** Exercise **
Strip out the pictures and output each remaining line of the data word for word.

Point localization data:
##########

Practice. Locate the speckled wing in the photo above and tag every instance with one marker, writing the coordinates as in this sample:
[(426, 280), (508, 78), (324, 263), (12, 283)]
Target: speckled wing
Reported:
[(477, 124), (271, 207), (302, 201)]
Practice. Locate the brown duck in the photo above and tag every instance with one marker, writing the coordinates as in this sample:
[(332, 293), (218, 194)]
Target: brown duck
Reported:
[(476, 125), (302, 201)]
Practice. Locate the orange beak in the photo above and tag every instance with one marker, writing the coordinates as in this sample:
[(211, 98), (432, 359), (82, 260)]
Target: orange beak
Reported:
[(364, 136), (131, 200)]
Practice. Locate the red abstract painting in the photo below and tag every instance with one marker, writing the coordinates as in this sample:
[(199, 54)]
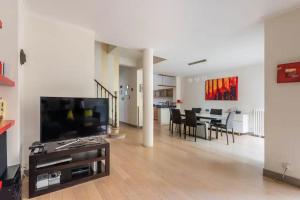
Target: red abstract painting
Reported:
[(222, 89), (287, 73)]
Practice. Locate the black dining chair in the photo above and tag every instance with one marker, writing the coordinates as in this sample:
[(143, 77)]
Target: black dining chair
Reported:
[(171, 118), (215, 112), (227, 126), (177, 120), (197, 110), (191, 122)]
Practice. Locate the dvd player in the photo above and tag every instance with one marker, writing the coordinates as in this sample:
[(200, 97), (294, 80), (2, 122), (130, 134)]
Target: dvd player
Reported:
[(54, 162)]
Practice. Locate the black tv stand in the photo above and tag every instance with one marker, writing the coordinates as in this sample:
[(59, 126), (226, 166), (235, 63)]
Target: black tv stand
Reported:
[(76, 164)]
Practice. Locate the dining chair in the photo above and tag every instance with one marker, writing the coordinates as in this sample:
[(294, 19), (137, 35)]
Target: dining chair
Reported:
[(177, 120), (215, 112), (171, 118), (192, 122), (227, 126)]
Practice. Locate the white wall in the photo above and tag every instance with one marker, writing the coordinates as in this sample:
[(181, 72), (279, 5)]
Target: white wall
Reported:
[(282, 121), (60, 62), (251, 90), (107, 71), (9, 48), (128, 106)]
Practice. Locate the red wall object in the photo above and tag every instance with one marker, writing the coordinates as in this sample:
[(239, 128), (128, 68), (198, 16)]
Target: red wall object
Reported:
[(287, 73), (222, 89)]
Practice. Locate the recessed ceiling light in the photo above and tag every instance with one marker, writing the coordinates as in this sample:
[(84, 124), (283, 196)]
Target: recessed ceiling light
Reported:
[(197, 62)]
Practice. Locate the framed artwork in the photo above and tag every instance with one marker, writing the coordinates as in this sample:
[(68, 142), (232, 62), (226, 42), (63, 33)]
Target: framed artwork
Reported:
[(287, 73), (222, 89)]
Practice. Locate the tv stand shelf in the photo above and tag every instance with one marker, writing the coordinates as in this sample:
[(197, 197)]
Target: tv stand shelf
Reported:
[(82, 157)]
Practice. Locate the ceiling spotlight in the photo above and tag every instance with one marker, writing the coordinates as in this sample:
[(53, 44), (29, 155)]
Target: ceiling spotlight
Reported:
[(197, 62)]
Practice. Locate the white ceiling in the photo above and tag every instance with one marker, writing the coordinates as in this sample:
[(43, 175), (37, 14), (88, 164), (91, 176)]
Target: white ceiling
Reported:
[(228, 33)]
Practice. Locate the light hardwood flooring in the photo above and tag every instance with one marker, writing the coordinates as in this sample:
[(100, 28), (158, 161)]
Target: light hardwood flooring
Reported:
[(176, 169)]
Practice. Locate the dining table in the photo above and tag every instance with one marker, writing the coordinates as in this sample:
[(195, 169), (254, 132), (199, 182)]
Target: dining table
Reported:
[(207, 118)]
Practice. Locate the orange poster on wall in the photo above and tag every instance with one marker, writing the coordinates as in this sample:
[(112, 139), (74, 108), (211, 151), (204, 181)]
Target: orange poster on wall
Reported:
[(222, 89)]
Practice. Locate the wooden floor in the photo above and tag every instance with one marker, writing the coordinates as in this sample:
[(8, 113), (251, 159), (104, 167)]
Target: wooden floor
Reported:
[(175, 169)]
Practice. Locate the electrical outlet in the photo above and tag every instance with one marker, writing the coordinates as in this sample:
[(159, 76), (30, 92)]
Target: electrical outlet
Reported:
[(286, 165)]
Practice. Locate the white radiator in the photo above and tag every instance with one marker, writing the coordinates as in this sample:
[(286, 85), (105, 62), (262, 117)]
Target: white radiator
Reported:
[(258, 122)]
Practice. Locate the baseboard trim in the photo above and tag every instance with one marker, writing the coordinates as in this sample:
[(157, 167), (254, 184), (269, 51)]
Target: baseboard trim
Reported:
[(132, 125), (287, 179)]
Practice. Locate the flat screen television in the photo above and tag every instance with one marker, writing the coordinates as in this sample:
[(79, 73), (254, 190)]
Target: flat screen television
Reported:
[(63, 118)]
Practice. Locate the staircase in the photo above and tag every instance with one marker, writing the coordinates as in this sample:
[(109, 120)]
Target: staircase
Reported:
[(102, 92)]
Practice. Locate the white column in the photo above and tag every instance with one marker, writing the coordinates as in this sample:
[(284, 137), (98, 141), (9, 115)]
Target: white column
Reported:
[(148, 97)]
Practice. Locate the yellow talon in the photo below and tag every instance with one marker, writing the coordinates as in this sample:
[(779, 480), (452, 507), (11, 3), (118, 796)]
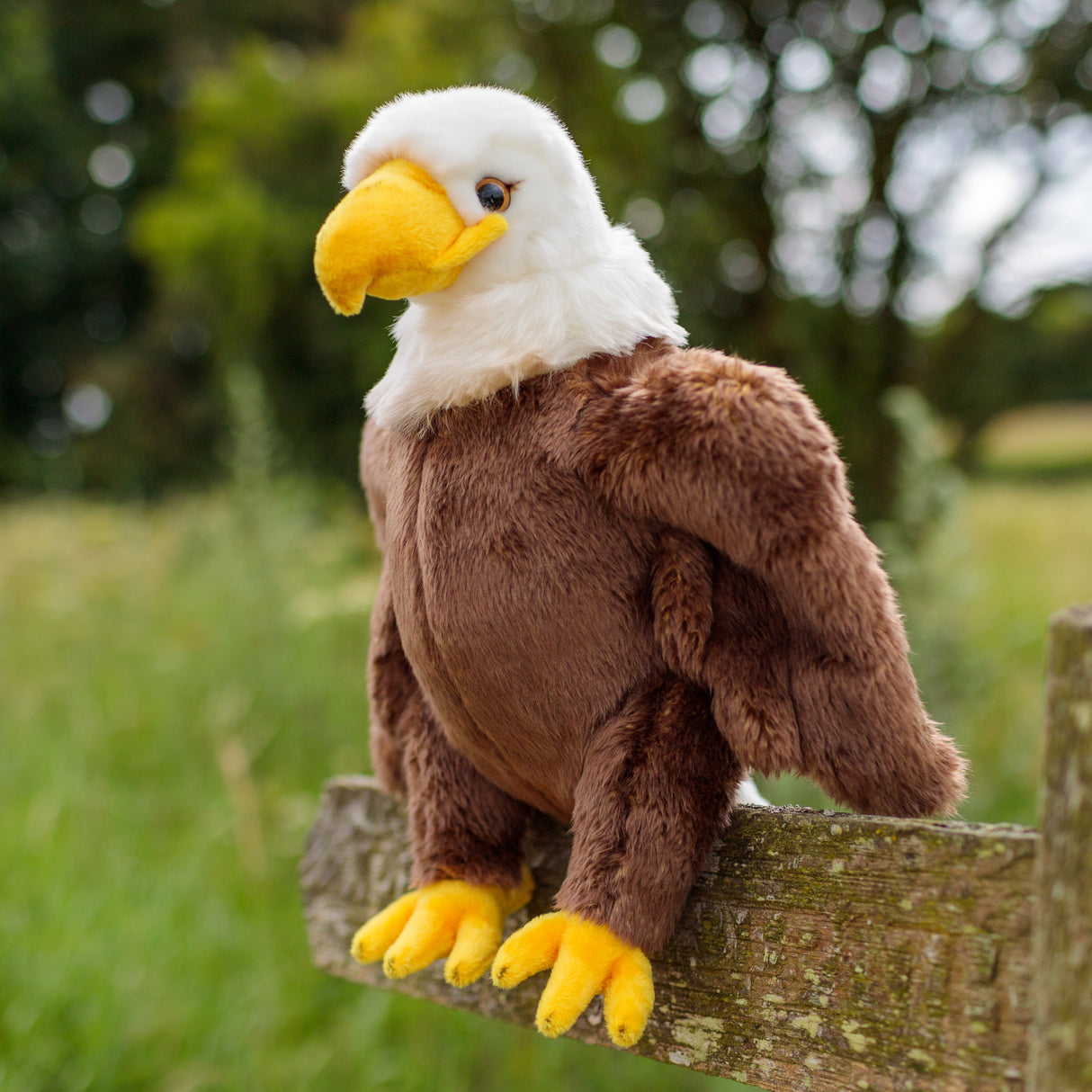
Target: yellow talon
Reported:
[(587, 959), (450, 917)]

##########

** Response to this task **
Practice. Locate the speckled wing in the photo above and tag every instance with one marker, writing the coordinates as in this sample:
[(426, 280), (508, 78), (324, 263), (12, 283)]
Target: speckled wing
Reported:
[(477, 124), (271, 207), (302, 201)]
Practice. Locate the brown duck in the photo above and tag every instance with one marker, writing the coordinates as in this sample:
[(332, 293), (218, 194)]
Target: brown duck
Reported:
[(476, 125), (302, 201)]
Practice. Locate the orange beak in the photo above and tag every instance with one marker, writing the coordinates as in this sample:
[(211, 98), (432, 359), (82, 260)]
Target: orange beak
Reported:
[(364, 136), (131, 200)]
Practice. Locate the red abstract painting in the photo below and tag every instance with one marker, writing the coordinates as in this sample:
[(199, 54)]
Target: red abstract painting
Reported:
[(222, 89), (287, 73)]
Practice. Locate the black dining chair in the photo above and tag every instance with one marker, writing the coordinates as in this sample:
[(143, 77)]
Target: black dining chair
Reported:
[(171, 118), (215, 112), (227, 126), (177, 120), (197, 110), (191, 122)]
Practice. Locate the dvd player in the photo above and tag every instance with one marker, writing the coordinates as in this sample:
[(200, 97), (294, 80), (2, 122), (130, 134)]
Target: dvd player
Reported:
[(54, 162)]
Practice. Locate the black tv stand in the photo above and tag every instance with one marker, writing the coordinates as in this sample:
[(59, 126), (226, 166), (235, 63)]
Target: black tv stand
Reported:
[(76, 164)]
Practice. Locate the dining chair in the photo above and tag every instance with one marker, writing the coordinates as in this sample:
[(294, 19), (137, 35)]
Target: dining chair
Reported:
[(177, 120), (215, 112), (171, 118), (192, 122), (227, 126)]
Practice. Locate the white wall in the photo above and tag every instance with one marker, writing the coordinates as in this sample:
[(181, 72), (279, 5)]
Target: white wall
Reported:
[(282, 121), (60, 62), (251, 90), (107, 71), (9, 48), (128, 106)]
Practice. Locate the red wall object in the photo above and tag every instance with one marker, writing the coordinates as in this sample:
[(239, 128), (128, 68), (198, 16)]
Target: red wall object
Reported:
[(287, 73), (222, 89)]
Practice. Locate the recessed ceiling light in the photo above and tag every instance with one marker, writing the coordinates as in this sample:
[(84, 124), (283, 196)]
Target: recessed ceiling light
Reported:
[(197, 62)]
Practice. Locate the framed artwork in the photo above and tag every instance with one marker, writing the coordinates as in this sample:
[(68, 142), (232, 62), (226, 42), (63, 33)]
Target: framed artwork
Reported:
[(287, 73), (222, 89)]
Practice. Locate the tv stand shelf in the photo above and tag every instance with one marker, writing the coordinates as in this sample:
[(197, 197)]
Target: tv stand shelf
Reported:
[(82, 157)]
Practice. Locate the ceiling spotlight in the photo above and tag every instance with one marker, writing the coordinates as in this sample:
[(53, 44), (29, 155)]
Target: ceiling spotlight
Reported:
[(197, 62)]
Practice. Locate the white ceiling in the photo above and tag every instance with one marker, writing the coordinates as in this sample:
[(43, 175), (37, 14), (88, 164), (91, 176)]
Target: white ceiling
Reported:
[(228, 33)]
Practice. Locate the light hardwood flooring in the photo above and tag every instance with one marker, writing the coordinates as in this sample:
[(100, 28), (158, 161)]
Target: light hardwood flooring
Reported:
[(176, 169)]
Practice. Locate the dining table in the photo above and tag every instance with one marker, writing the coordinates as in this sample:
[(195, 169), (254, 132), (199, 182)]
Target: dining table
Reported:
[(207, 118)]
Practice. Locate the orange poster on wall in the photo above and tag every instance with one marker, writing the coordinates as in this sample:
[(112, 139), (74, 108), (211, 151), (204, 181)]
Target: orange poster on wall
Reported:
[(222, 89)]
Practice. Locate the wooden floor in the photo above and tag every instance with one marker, writing the coordinates as in this sample:
[(8, 113), (251, 159), (104, 167)]
Target: wooden floor
Reported:
[(175, 169)]
Practice. Locate the electrical outlet in the photo above and tag every instance with one marker, writing the coordinates as in this sample:
[(159, 76), (30, 92)]
Target: electrical outlet
Reported:
[(286, 165)]
Practice. Locate the white radiator in the photo above and tag every instance with one marker, writing the coordinates as in this sample:
[(286, 85), (105, 62), (262, 117)]
Target: white radiator
Reported:
[(258, 122)]
Practice. Locate the baseboard trim in the photo above and tag every instance with one marker, writing the coordinates as in this sample:
[(157, 167), (254, 184), (269, 51)]
Target: baseboard trim
Reported:
[(132, 125), (287, 179)]
Practice. Locate the flat screen television in the photo above and tag every instance with one marker, writing the coordinates as in this sample:
[(79, 73), (254, 190)]
Target: flat screen television
Reported:
[(63, 118)]
Practice. Locate the staircase in the photo above and tag every instance with one marker, writing the coordinates as in this sample:
[(109, 120)]
Target: staircase
Reported:
[(102, 92)]
Practice. Locate the white column in the photo above and tag every instance with one marker, writing the coordinates as in this sample:
[(284, 137), (98, 141), (9, 115)]
Target: white column
Reported:
[(148, 97)]
Practice. Locate the yellow talon in the photo below and tag every instance with one marker, writing the coordinates as in this sample:
[(779, 480), (452, 507), (11, 3), (118, 796)]
Target: yellow talon
Reported:
[(587, 959), (450, 917)]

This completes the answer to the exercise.